Coordinate annotation data>

+===+

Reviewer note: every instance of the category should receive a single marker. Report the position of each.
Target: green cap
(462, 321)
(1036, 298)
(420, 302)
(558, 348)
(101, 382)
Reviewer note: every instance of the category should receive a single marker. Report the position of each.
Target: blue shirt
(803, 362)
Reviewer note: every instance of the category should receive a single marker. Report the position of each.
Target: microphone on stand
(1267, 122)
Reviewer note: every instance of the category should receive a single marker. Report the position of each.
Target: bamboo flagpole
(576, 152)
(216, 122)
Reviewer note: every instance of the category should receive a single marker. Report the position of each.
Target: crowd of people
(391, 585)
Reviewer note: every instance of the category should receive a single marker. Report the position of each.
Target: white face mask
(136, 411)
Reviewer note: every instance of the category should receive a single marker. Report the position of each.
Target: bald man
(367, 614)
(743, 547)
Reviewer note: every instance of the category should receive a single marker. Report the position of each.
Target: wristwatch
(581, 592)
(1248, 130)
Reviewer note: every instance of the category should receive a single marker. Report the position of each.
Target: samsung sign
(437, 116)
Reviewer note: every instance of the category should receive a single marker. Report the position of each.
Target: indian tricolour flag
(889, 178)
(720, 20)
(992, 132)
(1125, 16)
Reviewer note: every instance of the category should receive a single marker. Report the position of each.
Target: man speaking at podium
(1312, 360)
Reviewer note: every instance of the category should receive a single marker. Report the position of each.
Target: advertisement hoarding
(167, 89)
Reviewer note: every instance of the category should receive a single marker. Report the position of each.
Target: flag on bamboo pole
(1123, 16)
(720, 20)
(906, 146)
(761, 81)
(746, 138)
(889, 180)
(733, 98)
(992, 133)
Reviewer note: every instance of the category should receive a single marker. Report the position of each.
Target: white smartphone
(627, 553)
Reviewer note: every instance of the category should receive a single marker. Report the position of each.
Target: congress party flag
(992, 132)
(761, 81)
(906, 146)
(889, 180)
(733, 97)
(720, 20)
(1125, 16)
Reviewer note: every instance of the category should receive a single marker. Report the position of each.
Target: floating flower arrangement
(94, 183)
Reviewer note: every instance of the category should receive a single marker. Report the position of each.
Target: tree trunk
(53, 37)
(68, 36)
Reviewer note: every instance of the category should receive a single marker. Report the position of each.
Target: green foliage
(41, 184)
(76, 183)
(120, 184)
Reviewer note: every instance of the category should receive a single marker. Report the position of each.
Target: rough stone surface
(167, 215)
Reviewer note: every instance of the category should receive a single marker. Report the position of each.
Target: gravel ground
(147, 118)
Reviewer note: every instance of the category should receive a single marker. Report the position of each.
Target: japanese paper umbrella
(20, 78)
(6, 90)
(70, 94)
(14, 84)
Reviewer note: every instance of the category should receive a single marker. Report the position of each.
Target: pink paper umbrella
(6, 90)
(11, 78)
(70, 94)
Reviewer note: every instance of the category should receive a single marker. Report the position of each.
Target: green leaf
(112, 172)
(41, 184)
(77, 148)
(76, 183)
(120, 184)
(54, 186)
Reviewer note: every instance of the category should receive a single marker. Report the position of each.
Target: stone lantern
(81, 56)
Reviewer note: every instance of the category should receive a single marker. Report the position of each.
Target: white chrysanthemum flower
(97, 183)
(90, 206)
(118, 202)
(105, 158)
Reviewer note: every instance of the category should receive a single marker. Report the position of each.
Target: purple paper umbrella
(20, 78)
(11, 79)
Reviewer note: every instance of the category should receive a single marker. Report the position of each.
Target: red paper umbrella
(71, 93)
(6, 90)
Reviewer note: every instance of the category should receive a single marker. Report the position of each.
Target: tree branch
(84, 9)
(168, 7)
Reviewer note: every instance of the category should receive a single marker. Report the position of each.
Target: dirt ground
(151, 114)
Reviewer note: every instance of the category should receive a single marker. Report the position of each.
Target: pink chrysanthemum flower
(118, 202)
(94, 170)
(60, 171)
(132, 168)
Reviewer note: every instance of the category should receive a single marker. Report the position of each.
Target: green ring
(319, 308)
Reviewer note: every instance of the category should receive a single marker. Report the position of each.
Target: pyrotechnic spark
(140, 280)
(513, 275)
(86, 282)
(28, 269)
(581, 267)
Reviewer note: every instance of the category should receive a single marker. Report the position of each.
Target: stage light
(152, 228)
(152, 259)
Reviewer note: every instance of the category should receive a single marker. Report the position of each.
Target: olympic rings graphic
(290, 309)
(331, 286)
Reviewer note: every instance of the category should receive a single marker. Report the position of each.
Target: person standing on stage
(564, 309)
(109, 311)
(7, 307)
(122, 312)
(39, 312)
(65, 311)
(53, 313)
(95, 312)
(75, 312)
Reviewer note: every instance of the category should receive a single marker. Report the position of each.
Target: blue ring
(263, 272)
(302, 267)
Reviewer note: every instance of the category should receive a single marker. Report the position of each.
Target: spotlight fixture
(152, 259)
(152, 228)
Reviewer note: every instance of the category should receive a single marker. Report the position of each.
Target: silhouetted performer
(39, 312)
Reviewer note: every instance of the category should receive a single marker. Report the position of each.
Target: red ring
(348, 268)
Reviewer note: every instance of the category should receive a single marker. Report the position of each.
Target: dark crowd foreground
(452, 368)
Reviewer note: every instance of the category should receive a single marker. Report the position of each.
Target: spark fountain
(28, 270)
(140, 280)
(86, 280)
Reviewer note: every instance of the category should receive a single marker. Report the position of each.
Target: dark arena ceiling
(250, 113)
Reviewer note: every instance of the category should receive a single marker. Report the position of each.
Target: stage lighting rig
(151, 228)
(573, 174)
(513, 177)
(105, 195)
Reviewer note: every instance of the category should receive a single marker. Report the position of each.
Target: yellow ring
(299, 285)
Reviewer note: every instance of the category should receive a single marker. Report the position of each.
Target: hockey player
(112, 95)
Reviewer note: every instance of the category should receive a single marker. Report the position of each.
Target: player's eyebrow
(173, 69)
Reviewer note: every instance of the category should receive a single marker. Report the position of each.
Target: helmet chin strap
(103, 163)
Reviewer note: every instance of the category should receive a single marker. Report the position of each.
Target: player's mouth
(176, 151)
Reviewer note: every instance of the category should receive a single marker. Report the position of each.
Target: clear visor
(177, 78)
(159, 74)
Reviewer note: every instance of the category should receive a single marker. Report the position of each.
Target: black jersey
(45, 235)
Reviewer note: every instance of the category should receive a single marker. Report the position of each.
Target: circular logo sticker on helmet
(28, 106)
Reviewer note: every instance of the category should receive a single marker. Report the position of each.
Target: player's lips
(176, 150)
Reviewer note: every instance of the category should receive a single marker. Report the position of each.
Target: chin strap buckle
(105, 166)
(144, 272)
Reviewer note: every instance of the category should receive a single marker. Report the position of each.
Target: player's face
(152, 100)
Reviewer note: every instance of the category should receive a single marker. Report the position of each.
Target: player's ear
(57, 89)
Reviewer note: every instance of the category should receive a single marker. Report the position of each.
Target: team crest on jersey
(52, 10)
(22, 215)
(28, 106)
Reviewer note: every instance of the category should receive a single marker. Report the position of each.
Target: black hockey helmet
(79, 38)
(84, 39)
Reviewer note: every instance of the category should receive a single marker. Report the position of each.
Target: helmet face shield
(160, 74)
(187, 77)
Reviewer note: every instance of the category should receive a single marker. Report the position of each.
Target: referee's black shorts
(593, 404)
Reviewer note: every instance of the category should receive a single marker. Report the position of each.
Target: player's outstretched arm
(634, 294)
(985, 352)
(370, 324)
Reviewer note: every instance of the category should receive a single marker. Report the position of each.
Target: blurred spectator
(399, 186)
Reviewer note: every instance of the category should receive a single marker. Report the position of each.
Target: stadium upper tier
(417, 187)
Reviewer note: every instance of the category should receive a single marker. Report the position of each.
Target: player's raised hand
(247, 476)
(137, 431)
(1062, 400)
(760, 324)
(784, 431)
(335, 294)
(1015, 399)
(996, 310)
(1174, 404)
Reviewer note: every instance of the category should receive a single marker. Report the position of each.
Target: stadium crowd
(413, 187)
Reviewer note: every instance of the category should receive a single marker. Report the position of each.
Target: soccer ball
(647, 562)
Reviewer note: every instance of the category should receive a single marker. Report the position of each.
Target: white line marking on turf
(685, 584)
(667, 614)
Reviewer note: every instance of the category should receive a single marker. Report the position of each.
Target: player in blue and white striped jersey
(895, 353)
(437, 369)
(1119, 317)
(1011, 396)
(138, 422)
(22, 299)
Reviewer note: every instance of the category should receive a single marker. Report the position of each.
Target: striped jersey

+===+

Task objective> Extract every line of the data above that contains the string "stadium". Case counts, so skip lines where it appears only with different capitalization.

Worked answer>
Target: stadium upper tier
Target: stadium crowd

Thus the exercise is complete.